──────── SOURCE TEXT
Selecting fluid system components for use in sour oilfields

Swagelok Corporation
By Process Online Staff
Monday, 13 December, 2010

The conditions under which oil and gas are brought from their reservoirs to the surface can be outright hostile to many common materials used in fluid system components employed in industry. Potentially dangerous mechanisms include localised corrosion, stress corrosion cracking (SCC) and sulphide stress cracking (SSC).

SSC has become increasingly common as more sour reservoirs are being developed - for example, those in the northern part of the Caspian Sea that contain up to 20% hydrogen sulphide (H2S). Ageing reservoirs can also turn sour as abiotic and biotic reactions take place. This article describes how to select the optimal materials of construction for components that need to perform reliably for many years in the demanding sour environments of oil and gas exploration and production.

Localised corrosion

Pitting corrosion or crevice corrosion occurs when the chromium-rich passive oxide film on an alloy surface breaks down in a chloride-rich environment (Figure 1). Higher chloride concentrations, more acidic environments and elevated temperatures all increase the likelihood for breakdown of this passive film. The higher an alloy’s pitting resistance equivalent number (PREN), the higher its resistance to localised corrosion. The most frequently used relationship for calculating PREN is:

PREN = %Cr + 3.3(%Mo + 0.5%W) + 16%N

where %Cr means percentage of chromium etc.


Figure 1: Cross-section of 316 stainless steel tubing showing deep corrosion pits on the outer surface.

Values of PREN for frequently used alloys with typical compositions are shown in Table 1.

Table 1: Pitting resistance equivalent number (PREN) for frequently used alloys.
Alloy 316 317 2205 2507 254SMO AL6XN 825 625 C-276
PREN Value 24 29 35 43 43 44 31 51 74

Stress corrosion cracking (SCC)

In the presence of chloride ions, for example in a marine environment, certain alloys are susceptible to SCC, or chloride ion-induced SCC. The chloride ion interacts chemically with the material at the very tip of a crack where tensile stresses are highest, making it easier for the crack to propagate.

This failure mode can destroy a component at stress levels that are below the yield strength of an alloy, and final failure can occur suddenly.

For SCC to occur, three conditions must be met simultaneously: the material must be susceptible to SCC; the fluid must be capable of inducing SCC; and a tensile stress must be present that is greater than a critical tensile stress.

Some alloys are considerably more prone to SCC than others, with nickel content playing a major role. Austenitic stainless steels like 304 (8-10% nickel) and 316 (10-14% nickel) are particularly susceptible (Figure 2). Carbon steels, nickel base alloys and duplex stainless steels are highly resistant to SCC.
────────────────
ABOUT THIS EXERCISE: Keep writing the article on picking materials for fluid system parts in sour oilfields, starting right after its last sentence.
──────── RECORDS SHOWN
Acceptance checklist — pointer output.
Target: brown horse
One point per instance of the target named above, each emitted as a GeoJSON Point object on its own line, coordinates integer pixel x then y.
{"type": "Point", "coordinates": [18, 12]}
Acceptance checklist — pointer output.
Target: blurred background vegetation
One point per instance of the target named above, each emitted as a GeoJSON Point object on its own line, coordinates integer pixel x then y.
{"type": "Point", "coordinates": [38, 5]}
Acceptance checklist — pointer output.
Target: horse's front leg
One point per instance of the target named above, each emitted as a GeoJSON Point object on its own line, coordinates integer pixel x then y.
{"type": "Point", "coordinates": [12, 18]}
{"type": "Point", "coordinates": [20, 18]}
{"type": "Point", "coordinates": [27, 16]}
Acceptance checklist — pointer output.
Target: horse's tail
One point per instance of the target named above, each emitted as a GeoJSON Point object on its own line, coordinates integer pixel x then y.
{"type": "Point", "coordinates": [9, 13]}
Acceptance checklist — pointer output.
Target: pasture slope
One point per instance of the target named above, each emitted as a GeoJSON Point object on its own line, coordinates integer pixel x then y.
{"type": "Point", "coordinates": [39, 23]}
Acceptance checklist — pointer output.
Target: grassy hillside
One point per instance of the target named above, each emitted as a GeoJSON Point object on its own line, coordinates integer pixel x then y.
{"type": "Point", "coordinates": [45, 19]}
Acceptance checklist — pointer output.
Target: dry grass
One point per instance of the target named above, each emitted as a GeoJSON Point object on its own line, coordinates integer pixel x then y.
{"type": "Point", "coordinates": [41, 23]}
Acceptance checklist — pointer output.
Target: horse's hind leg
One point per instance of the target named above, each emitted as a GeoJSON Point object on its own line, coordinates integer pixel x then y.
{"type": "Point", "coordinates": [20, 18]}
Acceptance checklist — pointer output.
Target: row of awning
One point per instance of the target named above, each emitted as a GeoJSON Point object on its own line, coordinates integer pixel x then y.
────────────────
ANSWER FOR THE TASK:
Sulphide stress cracking (SSC)


Figure 2: Photomicrograph of chloride-induced stress corrosion cracking in 316 stainless steel (100x magnification).

Raw oil can be contaminated with undesirable compounds. When H2S and large quantities of carbon dioxide (CO2) are present, the unrefined fuels are said to contain ‘acid gas’ because these gases form acids when mixed with water. The term ‘sour gas’ is used for unrefined fuels containing H2S - a very corrosive, toxic and flammable gas.

The requirements for SSC to occur include: a susceptible material; a sufficiently sour fluid (H2S concentration above a threshold); and a tensile stress above a critical level. An increase in the following parameters can contribute to the rate at which SSC occurs: material properties such as tensile strength and hardness; hydrogen ion concentration in the fluid (pH-value); H2S partial pressure; total tensile stress (applied and residual); temperature; and exposure time.

On an atomic scale, SSC is a special case of hydrogen embrittlement. When a susceptible metal surface comes into contact with sour gas, the H2S molecules react to form metal sulphide and hydrogen atoms. The latter diffuse into the material at the tip of the crack at which tensile stresses are highest. Hydrogen diffusion and accumulation in the lattice, on interfaces and on grain boundaries reduce the material’s ability to deform plastically, leading to hydrogen embrittlement that facilitates crack propagation.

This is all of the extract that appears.